> TASK DIRECTIONS
Reproduce the full listing that appears beneath this instruction exactly.

[Point-based annotation data]
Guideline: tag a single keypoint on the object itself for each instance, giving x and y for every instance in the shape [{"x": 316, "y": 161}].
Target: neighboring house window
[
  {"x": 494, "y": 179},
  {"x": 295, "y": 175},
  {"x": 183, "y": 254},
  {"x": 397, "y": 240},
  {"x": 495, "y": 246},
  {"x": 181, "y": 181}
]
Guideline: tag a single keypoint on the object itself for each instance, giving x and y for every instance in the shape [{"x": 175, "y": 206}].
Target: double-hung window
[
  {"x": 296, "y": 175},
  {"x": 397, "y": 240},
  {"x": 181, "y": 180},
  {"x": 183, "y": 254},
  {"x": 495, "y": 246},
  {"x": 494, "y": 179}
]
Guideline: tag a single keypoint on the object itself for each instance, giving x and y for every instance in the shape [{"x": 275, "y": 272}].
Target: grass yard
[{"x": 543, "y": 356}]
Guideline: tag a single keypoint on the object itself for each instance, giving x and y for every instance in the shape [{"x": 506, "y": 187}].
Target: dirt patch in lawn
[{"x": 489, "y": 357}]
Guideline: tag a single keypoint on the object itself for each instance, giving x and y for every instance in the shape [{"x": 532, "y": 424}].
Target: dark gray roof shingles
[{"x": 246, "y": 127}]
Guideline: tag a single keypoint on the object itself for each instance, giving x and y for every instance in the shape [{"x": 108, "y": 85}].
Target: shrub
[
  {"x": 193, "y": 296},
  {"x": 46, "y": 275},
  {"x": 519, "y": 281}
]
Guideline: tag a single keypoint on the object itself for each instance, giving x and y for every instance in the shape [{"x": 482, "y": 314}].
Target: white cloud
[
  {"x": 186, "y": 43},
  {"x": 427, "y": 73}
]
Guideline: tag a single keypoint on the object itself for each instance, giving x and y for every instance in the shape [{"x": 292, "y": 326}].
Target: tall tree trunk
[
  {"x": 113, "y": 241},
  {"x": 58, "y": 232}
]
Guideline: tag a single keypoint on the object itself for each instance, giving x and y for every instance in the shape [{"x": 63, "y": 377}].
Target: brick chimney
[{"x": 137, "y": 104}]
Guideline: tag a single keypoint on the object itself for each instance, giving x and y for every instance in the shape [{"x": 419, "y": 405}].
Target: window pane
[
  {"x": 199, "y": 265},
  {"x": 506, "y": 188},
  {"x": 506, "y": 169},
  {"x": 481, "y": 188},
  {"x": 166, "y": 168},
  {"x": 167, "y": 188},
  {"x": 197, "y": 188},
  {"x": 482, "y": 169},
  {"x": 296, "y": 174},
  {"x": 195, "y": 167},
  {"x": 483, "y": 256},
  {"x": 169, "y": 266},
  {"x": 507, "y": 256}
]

> THE SOLUTION
Guideline: tag a single keypoint on the object itself for each instance, giving x and y for every instance in the shape [{"x": 316, "y": 161}].
Target: neighboring house window
[
  {"x": 494, "y": 179},
  {"x": 295, "y": 175},
  {"x": 183, "y": 254},
  {"x": 397, "y": 240},
  {"x": 495, "y": 246},
  {"x": 181, "y": 181}
]
Guideline: tag a single keypoint on the object itself for each instance, giving x and y for every instance in the shape [{"x": 175, "y": 206}].
Target: double-hung window
[
  {"x": 296, "y": 175},
  {"x": 397, "y": 240},
  {"x": 181, "y": 180},
  {"x": 183, "y": 254},
  {"x": 495, "y": 246},
  {"x": 494, "y": 179}
]
Guideline: tag a single keypoint on the object itself for each instance, giving x and y for every instance in the shape [{"x": 275, "y": 272}].
Target: grass yard
[{"x": 543, "y": 356}]
Guideline: tag a single keypoint on the object itself for each instance, giving x and y for every instance in the shape [{"x": 506, "y": 187}].
Target: dirt patch in lawn
[{"x": 489, "y": 357}]
Guideline: tag a single keypoint on the object itself for each instance, giving x and y for every instance in the shape [{"x": 532, "y": 424}].
Target: dark gray roof shingles
[{"x": 246, "y": 127}]
Guideline: tag a single keypoint on the object itself for each instance, giving x and y for every instance in the shape [{"x": 108, "y": 85}].
Target: shrub
[
  {"x": 193, "y": 296},
  {"x": 46, "y": 275},
  {"x": 519, "y": 281}
]
Guideline: tag a single keypoint on the object itself for each instance, giving x and y for every instance in the shape [{"x": 482, "y": 314}].
Target: white cloud
[
  {"x": 186, "y": 43},
  {"x": 427, "y": 73}
]
Guideline: tag a single keypoint on the object itself for each instance, giving x and y for every instance in the shape [{"x": 292, "y": 326}].
Target: tall tree trunk
[
  {"x": 113, "y": 241},
  {"x": 58, "y": 232}
]
Guideline: tag a single keypoint on the object itself for each instance, giving x and y for every instance in the shape [{"x": 63, "y": 377}].
Target: brick chimney
[{"x": 137, "y": 104}]
Guideline: tag a single keypoint on the object itself for each instance, giving x and y for every instance in the shape [{"x": 419, "y": 405}].
Target: window pane
[
  {"x": 199, "y": 265},
  {"x": 506, "y": 188},
  {"x": 506, "y": 169},
  {"x": 481, "y": 188},
  {"x": 166, "y": 168},
  {"x": 167, "y": 188},
  {"x": 197, "y": 188},
  {"x": 482, "y": 169},
  {"x": 296, "y": 174},
  {"x": 195, "y": 167},
  {"x": 483, "y": 256},
  {"x": 169, "y": 266},
  {"x": 507, "y": 256}
]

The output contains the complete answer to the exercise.